-- THE TASK --
Return the records, each one exactly as written.

-- Start EXTRACTED INFORMATION --

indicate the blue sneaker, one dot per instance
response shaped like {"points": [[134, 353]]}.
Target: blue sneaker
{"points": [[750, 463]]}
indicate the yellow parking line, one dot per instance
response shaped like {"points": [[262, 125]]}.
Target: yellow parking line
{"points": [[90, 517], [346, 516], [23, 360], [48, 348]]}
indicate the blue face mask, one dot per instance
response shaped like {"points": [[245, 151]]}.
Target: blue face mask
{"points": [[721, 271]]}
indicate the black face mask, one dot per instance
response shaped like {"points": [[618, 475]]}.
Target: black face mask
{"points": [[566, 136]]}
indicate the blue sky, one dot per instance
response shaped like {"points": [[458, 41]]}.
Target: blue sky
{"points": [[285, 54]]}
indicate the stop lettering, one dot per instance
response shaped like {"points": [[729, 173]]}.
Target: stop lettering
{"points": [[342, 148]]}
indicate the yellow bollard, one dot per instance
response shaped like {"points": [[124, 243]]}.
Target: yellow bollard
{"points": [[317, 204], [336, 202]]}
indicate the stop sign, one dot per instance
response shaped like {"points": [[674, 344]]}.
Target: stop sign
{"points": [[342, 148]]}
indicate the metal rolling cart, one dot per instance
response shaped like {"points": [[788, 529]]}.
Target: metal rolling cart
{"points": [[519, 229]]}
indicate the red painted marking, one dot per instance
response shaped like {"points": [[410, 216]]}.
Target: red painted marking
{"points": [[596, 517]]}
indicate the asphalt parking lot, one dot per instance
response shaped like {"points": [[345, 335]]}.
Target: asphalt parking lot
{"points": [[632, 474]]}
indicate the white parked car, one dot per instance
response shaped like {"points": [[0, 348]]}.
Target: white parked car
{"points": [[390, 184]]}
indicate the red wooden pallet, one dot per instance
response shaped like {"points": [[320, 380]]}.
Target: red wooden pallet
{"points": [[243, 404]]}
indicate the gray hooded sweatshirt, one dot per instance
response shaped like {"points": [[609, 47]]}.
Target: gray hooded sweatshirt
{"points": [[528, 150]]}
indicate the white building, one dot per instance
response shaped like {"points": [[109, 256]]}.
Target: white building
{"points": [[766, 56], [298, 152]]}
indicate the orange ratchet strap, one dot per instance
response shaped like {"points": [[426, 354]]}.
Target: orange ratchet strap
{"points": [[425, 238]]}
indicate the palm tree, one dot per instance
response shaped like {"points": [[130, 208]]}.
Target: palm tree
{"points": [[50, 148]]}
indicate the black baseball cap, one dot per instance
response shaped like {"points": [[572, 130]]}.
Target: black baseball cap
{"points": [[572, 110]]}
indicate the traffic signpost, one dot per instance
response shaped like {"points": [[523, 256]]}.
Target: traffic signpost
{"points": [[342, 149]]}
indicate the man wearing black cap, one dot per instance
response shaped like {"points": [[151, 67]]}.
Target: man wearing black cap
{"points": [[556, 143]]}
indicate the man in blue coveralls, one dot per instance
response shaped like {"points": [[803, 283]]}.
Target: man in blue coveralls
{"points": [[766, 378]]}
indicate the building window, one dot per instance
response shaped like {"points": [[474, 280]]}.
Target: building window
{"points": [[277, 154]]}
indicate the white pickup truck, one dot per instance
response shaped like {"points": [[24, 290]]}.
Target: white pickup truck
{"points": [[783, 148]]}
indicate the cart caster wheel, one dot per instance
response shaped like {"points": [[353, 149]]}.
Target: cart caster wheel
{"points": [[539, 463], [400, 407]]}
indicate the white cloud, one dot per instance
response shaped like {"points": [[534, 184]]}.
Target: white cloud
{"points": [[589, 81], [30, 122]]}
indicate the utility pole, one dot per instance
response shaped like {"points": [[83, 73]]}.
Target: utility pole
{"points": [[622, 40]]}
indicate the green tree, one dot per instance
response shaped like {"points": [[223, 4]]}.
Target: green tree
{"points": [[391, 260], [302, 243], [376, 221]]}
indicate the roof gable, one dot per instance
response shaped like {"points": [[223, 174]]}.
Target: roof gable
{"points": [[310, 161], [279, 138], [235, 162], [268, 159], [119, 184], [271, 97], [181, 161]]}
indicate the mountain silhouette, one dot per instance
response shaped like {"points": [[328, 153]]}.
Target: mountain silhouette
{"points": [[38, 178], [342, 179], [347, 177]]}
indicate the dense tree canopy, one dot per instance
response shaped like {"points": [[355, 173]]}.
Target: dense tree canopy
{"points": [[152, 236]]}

-- End EXTRACTED INFORMATION --

-- ANSWER IN FULL --
indicate the blue sneaker, one dot per instance
response shaped like {"points": [[134, 353]]}.
Target: blue sneaker
{"points": [[750, 463]]}
indicate the yellow parking line, one dot per instance
response shaped like {"points": [[262, 125]]}.
Target: yellow parking line
{"points": [[90, 517], [346, 516], [23, 360], [48, 348]]}
indicate the blue face mask, one dot per instance
response shaped like {"points": [[245, 151]]}.
Target: blue face mask
{"points": [[721, 271]]}
indicate the black face mask, one dot per instance
response shaped like {"points": [[618, 475]]}.
Target: black face mask
{"points": [[566, 136]]}
indicate the blue sky, one dot per instance
response shaped like {"points": [[458, 41]]}.
Target: blue sky
{"points": [[285, 54]]}
indicate the stop lettering, one dot per instance
response shaped like {"points": [[729, 173]]}.
Target: stop lettering
{"points": [[342, 148]]}
indicate the yellow bollard, one dot per instance
response shaped like {"points": [[124, 243]]}.
Target: yellow bollard
{"points": [[317, 204], [336, 202]]}
indicate the stop sign, one dot per instance
response shaped like {"points": [[674, 344]]}.
Target: stop sign
{"points": [[342, 148]]}
indicate the metal rolling cart, one dot per instance
response shaped like {"points": [[788, 529]]}.
Target: metal rolling cart
{"points": [[519, 229]]}
indicate the red painted marking, one dot per instance
response shaped like {"points": [[410, 216]]}.
Target: red painted marking
{"points": [[596, 517]]}
indicate the asphalt parking lot, one dot per instance
response shaped like {"points": [[345, 335]]}.
Target: asphalt parking lot
{"points": [[632, 474]]}
indicate the white parked car, one dot per instance
response shaped like {"points": [[0, 348]]}.
Target: white parked car
{"points": [[390, 184]]}
indicate the red wooden pallet, one dot per instance
response shaped like {"points": [[320, 380]]}.
Target: red wooden pallet
{"points": [[243, 404]]}
indicate the gray hooded sweatshirt, one dot per instance
response shaped like {"points": [[609, 47]]}.
Target: gray hooded sweatshirt
{"points": [[528, 150]]}
indicate the white building, one dot per instance
response shaped like {"points": [[109, 256]]}.
Target: white building
{"points": [[766, 56], [298, 152]]}
indicate the orange ratchet strap, one dot per instance
response shaped like {"points": [[426, 354]]}.
Target: orange ratchet strap
{"points": [[425, 238]]}
indicate the palm tree, one dot per instance
response shaped like {"points": [[130, 208]]}.
Target: palm tree
{"points": [[50, 148]]}
indicate the black baseball cap, one dot per instance
response shaped like {"points": [[572, 130]]}.
Target: black baseball cap
{"points": [[572, 110]]}
indicate the traffic signpost, one dot per instance
response shaped like {"points": [[523, 256]]}.
Target: traffic signpost
{"points": [[342, 149]]}
indicate the man wearing black cap, one dot per instance
response shaped like {"points": [[151, 67]]}.
Target: man wearing black cap
{"points": [[556, 143]]}
indicate the man in blue coveralls, one dot per instance
response shaped like {"points": [[803, 283]]}.
Target: man in blue coveralls
{"points": [[766, 378]]}
indicate the building window, one dot per instance
response shaped like {"points": [[474, 280]]}.
Target: building window
{"points": [[277, 154]]}
indicate the white pickup truck, one dot per instance
response shaped like {"points": [[24, 290]]}.
Target: white pickup truck
{"points": [[783, 148]]}
indicate the cart caster wheel, one dot per instance
response shaped like {"points": [[353, 149]]}.
Target: cart caster wheel
{"points": [[539, 463], [400, 407]]}
indicate the white cloud, one dot per instance
response shaped like {"points": [[534, 184]]}.
Target: white cloud
{"points": [[589, 81], [30, 122]]}
indicate the utility pole, one dot per instance
response shaped like {"points": [[83, 73]]}.
Target: utility pole
{"points": [[622, 40]]}
indicate the green tree, one dot per instance
response shaped like {"points": [[223, 4]]}.
Target: green tree
{"points": [[391, 260], [302, 243], [376, 221]]}
indicate the roof gable, one dot per instance
response shaped like {"points": [[223, 174]]}.
Target: roof gable
{"points": [[310, 161], [279, 138], [235, 162], [268, 159], [119, 184], [271, 97], [181, 161]]}
indicate the mountain silhouette, one dot per instance
response shaped like {"points": [[328, 153]]}.
Target: mountain silhouette
{"points": [[38, 178], [342, 179], [347, 177]]}
indicate the dense tree canopy, one dot per instance
response shaped like {"points": [[355, 173]]}.
Target: dense tree canopy
{"points": [[152, 236]]}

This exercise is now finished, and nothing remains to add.